### Excerpted text
_ _ _
One of the best things about teaching workshops is getting to hear stories from so many people. This one is from Francis Rowland, describing his excitement in finding stories “in the wild.”
This morning, a friend in the bioscience research institute next door to where I work made some time for me to come over and do a bit of ethnography. It was a lot of observation, with some prompting and questions from me – straight contextual enquiry.
I am really keen to learn more about the context within which lab-based scientists like her use some of the online tools and other pieces of software produced by institutes like the one where I work.
One of the major design problems in my work is the wide range of vernaculars and concepts that exist between and amongst different kinds of biologists, even when they work on the same topic. If we present data and info for one type, another type just doesn’t get it at all.
So after learning more about the context in which my friend uses online applications and the like, I asked her about this communication issue.
_ _ _
### The data
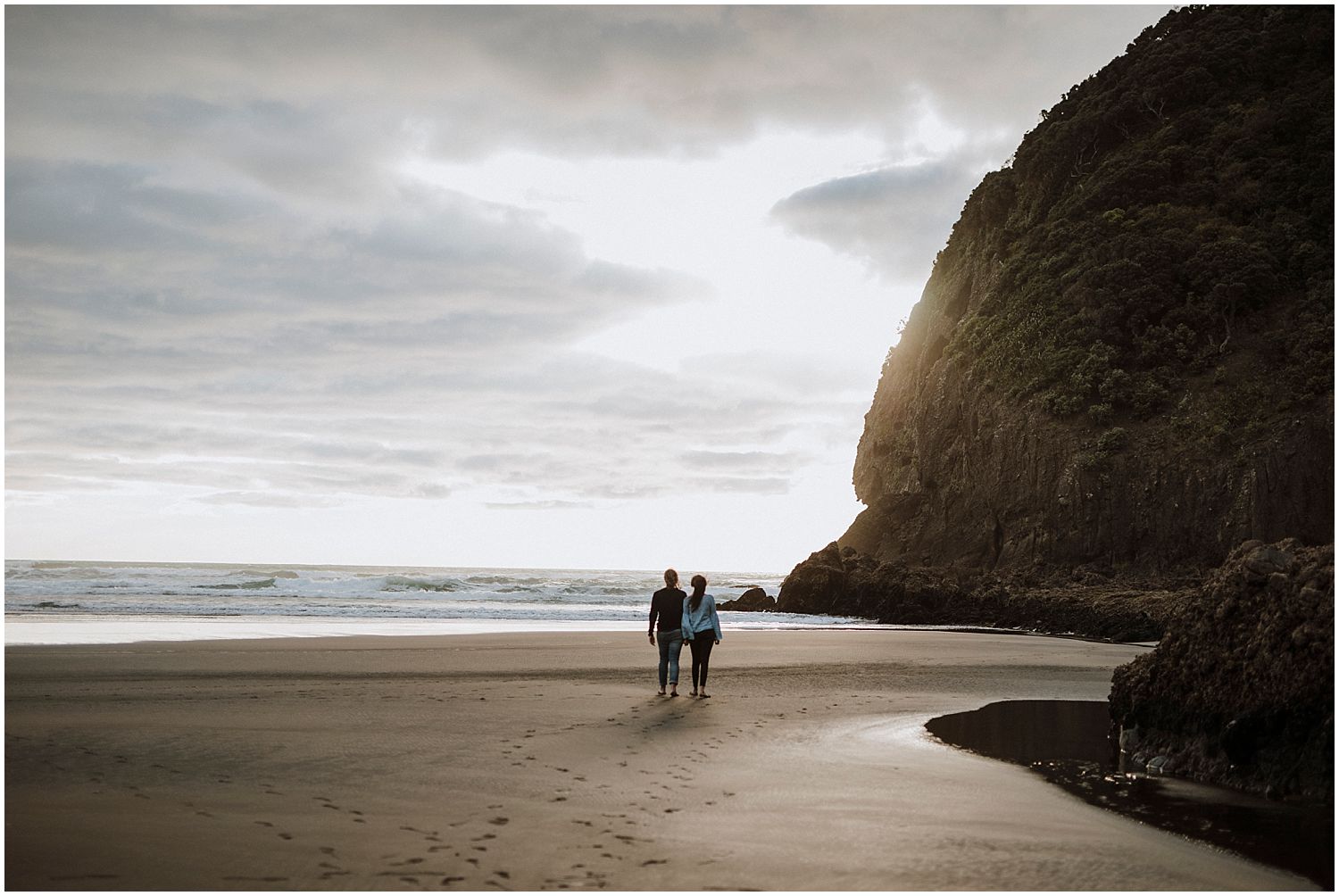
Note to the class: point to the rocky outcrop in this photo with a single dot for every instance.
(1240, 690)
(754, 601)
(1122, 359)
(1119, 371)
(845, 583)
(1110, 363)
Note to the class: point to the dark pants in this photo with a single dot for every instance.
(701, 647)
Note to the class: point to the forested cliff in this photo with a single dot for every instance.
(1122, 361)
(1111, 412)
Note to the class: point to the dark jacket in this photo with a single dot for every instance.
(667, 604)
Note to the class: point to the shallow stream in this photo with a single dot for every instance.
(1066, 741)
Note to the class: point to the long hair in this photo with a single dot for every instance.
(699, 587)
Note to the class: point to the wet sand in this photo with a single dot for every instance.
(548, 762)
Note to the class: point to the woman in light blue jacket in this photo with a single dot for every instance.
(702, 630)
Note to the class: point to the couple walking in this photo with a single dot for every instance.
(680, 618)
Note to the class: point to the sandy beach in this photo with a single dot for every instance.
(537, 761)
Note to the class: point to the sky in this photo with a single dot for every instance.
(568, 286)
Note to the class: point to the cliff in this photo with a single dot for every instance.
(1122, 367)
(1119, 386)
(1258, 709)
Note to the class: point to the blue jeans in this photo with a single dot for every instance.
(670, 644)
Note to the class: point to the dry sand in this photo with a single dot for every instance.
(546, 762)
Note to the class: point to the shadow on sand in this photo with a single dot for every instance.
(1066, 741)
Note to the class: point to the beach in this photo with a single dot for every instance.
(546, 761)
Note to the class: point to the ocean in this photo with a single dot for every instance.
(91, 603)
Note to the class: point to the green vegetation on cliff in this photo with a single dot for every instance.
(1156, 219)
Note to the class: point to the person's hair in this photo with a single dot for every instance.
(699, 585)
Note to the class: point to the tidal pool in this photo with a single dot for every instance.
(1068, 743)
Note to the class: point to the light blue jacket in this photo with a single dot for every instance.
(703, 620)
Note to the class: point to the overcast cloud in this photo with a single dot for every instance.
(229, 283)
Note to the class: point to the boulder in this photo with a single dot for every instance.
(1240, 690)
(754, 601)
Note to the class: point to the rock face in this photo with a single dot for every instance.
(999, 441)
(1119, 371)
(845, 583)
(753, 601)
(1124, 355)
(1242, 687)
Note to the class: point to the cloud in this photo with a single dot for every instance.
(220, 284)
(305, 95)
(897, 217)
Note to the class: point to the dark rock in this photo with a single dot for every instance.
(843, 582)
(1242, 686)
(754, 601)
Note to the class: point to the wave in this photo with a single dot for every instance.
(404, 583)
(241, 585)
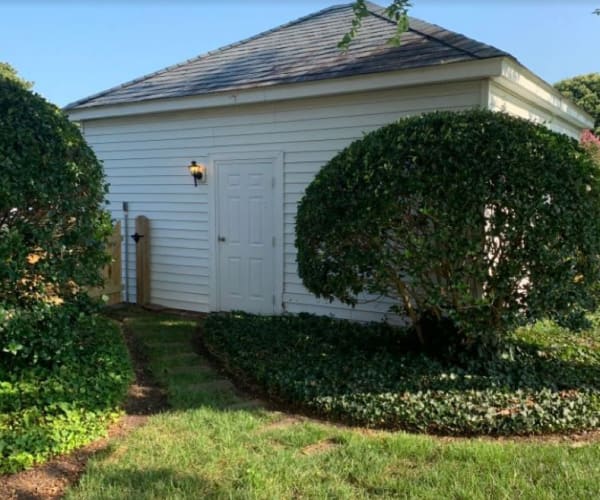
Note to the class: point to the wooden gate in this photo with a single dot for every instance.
(112, 272)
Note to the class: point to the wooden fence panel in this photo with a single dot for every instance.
(142, 260)
(113, 285)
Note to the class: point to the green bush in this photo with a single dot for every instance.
(477, 219)
(45, 411)
(545, 381)
(52, 192)
(584, 90)
(53, 226)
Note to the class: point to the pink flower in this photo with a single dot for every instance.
(588, 138)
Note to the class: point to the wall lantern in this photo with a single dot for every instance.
(198, 172)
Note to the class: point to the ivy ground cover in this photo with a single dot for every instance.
(209, 444)
(546, 381)
(49, 409)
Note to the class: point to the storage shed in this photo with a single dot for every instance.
(263, 115)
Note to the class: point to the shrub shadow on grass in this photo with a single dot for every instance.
(163, 482)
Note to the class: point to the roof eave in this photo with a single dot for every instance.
(439, 73)
(520, 79)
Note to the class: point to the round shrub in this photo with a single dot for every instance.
(546, 381)
(52, 222)
(474, 221)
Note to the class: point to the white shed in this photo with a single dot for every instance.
(264, 115)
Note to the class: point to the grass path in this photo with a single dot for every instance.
(214, 443)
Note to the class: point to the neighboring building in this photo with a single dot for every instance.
(264, 115)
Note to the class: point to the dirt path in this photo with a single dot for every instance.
(50, 480)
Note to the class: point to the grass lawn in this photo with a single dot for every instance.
(209, 446)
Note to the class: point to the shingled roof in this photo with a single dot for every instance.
(301, 51)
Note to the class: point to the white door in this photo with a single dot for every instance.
(245, 236)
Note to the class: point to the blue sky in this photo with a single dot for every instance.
(73, 48)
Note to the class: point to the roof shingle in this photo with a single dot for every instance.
(300, 51)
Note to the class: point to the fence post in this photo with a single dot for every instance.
(142, 260)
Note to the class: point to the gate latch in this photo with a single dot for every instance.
(137, 237)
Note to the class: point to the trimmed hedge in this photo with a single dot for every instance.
(474, 220)
(47, 410)
(547, 380)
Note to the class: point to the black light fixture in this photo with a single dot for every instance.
(198, 172)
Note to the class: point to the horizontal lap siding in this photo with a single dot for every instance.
(145, 161)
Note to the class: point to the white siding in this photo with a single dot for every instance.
(145, 160)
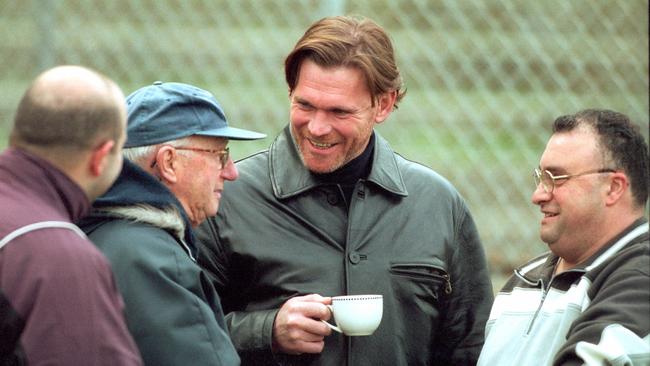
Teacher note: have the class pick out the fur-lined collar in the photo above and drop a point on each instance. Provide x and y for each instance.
(168, 219)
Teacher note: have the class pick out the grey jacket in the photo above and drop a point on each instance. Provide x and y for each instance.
(408, 235)
(597, 313)
(171, 308)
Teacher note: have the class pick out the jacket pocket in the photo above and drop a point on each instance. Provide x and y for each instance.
(435, 275)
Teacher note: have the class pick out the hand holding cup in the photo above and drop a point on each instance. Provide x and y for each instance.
(356, 315)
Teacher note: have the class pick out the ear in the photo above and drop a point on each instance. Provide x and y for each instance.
(98, 158)
(386, 104)
(166, 164)
(618, 186)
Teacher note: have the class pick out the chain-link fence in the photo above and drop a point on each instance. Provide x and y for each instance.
(485, 78)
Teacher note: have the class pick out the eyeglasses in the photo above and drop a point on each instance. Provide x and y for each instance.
(548, 179)
(223, 155)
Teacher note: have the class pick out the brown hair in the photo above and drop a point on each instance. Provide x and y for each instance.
(350, 42)
(621, 142)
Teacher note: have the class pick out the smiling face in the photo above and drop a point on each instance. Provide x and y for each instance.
(332, 116)
(574, 213)
(200, 179)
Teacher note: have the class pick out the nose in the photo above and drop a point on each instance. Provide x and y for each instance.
(230, 172)
(319, 124)
(540, 195)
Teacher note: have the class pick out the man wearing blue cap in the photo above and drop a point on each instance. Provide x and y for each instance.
(177, 161)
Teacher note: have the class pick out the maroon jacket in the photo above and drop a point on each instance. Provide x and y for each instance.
(59, 304)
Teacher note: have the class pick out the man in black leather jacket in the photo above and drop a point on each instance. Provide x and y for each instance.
(329, 209)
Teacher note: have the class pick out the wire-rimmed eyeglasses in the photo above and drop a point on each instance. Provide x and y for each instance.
(222, 155)
(548, 179)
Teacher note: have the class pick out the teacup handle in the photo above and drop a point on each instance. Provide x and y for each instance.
(333, 327)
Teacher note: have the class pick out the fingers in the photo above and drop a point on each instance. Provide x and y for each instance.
(297, 327)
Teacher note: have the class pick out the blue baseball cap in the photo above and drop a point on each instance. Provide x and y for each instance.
(169, 111)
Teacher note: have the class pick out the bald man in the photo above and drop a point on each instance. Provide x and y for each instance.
(58, 299)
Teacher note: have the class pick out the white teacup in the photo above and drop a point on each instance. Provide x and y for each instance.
(356, 315)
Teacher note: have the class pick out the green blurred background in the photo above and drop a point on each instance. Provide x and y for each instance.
(485, 78)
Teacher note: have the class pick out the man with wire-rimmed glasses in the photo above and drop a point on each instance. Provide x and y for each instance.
(177, 161)
(587, 301)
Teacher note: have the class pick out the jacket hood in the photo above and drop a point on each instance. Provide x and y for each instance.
(137, 195)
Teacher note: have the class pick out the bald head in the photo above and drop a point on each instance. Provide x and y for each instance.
(68, 108)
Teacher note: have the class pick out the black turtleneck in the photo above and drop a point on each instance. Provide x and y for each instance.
(347, 176)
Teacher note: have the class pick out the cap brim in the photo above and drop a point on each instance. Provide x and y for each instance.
(232, 133)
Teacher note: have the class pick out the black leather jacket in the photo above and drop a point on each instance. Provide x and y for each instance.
(408, 235)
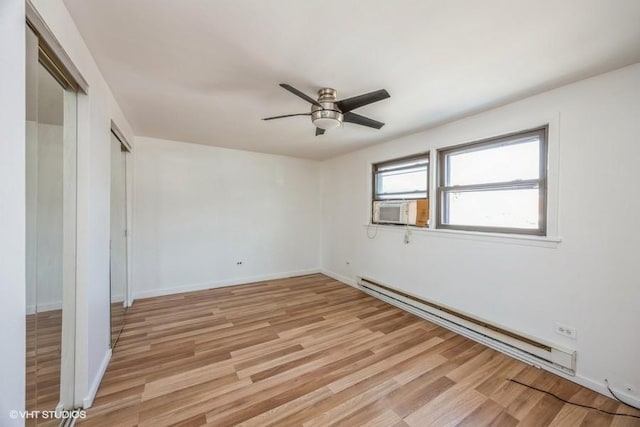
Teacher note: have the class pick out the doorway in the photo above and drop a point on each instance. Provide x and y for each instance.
(119, 236)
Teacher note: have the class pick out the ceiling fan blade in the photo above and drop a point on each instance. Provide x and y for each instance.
(350, 117)
(286, 115)
(349, 104)
(296, 92)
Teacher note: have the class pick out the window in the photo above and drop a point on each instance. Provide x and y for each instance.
(495, 185)
(400, 191)
(401, 179)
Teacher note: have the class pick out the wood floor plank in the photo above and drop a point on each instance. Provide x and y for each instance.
(310, 351)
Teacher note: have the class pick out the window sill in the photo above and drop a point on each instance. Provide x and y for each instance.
(513, 239)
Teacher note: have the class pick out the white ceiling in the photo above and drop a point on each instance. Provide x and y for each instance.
(206, 71)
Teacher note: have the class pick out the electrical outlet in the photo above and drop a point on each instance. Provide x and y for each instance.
(565, 330)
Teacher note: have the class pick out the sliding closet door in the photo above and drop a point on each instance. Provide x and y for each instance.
(51, 234)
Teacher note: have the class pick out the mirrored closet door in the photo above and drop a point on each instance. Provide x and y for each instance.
(51, 103)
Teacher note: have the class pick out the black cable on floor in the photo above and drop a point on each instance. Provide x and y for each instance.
(617, 398)
(573, 403)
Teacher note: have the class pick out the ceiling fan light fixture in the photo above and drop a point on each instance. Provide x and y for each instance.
(327, 123)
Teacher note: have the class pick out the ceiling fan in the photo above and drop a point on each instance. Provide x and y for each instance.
(329, 113)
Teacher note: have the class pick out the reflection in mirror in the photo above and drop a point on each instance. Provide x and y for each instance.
(50, 232)
(118, 237)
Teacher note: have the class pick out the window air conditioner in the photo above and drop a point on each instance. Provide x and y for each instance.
(406, 212)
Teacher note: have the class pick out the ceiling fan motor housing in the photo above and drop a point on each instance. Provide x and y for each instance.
(328, 116)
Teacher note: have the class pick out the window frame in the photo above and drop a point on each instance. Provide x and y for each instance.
(541, 183)
(375, 167)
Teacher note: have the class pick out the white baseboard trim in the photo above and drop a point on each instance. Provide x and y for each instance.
(340, 278)
(221, 283)
(95, 384)
(31, 309)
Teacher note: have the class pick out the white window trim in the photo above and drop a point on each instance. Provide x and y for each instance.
(552, 239)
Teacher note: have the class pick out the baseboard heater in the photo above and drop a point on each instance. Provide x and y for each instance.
(527, 349)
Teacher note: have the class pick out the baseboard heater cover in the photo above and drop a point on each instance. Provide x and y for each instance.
(528, 349)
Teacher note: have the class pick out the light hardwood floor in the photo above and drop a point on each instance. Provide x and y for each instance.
(312, 351)
(42, 382)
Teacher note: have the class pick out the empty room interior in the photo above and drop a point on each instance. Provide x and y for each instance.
(286, 213)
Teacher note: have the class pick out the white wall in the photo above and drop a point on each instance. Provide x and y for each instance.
(589, 280)
(12, 209)
(201, 209)
(95, 112)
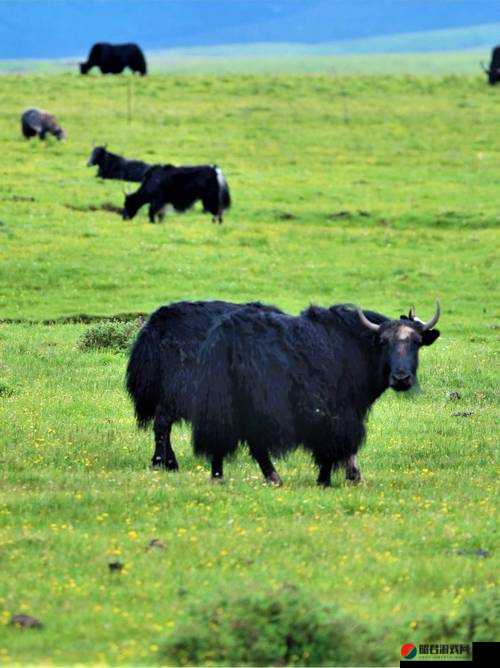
_ _ _
### Task
Carry on the account of observing a lab scientist at the bioscience institute, writing what comes next after its final sentence.

### Reply
What it boiled down to is stories.
She told me that, just as she had just done with me, she would tell a collaborator a story about her research – the findings, the data, the clues, the leads, the implications…
This would frame the research from her perspective. The collaborator can obviously interact with that “story”, and help to build it into something that they share. It isn’t just that the data or the research can tell a story about some wider scientific subject. The scientists have to use stories so that they can communicate.
Just the sort of thing that you described in your workshop, of course, Whitney! But it was exciting to see it being portrayed as exactly that without any prompting from me.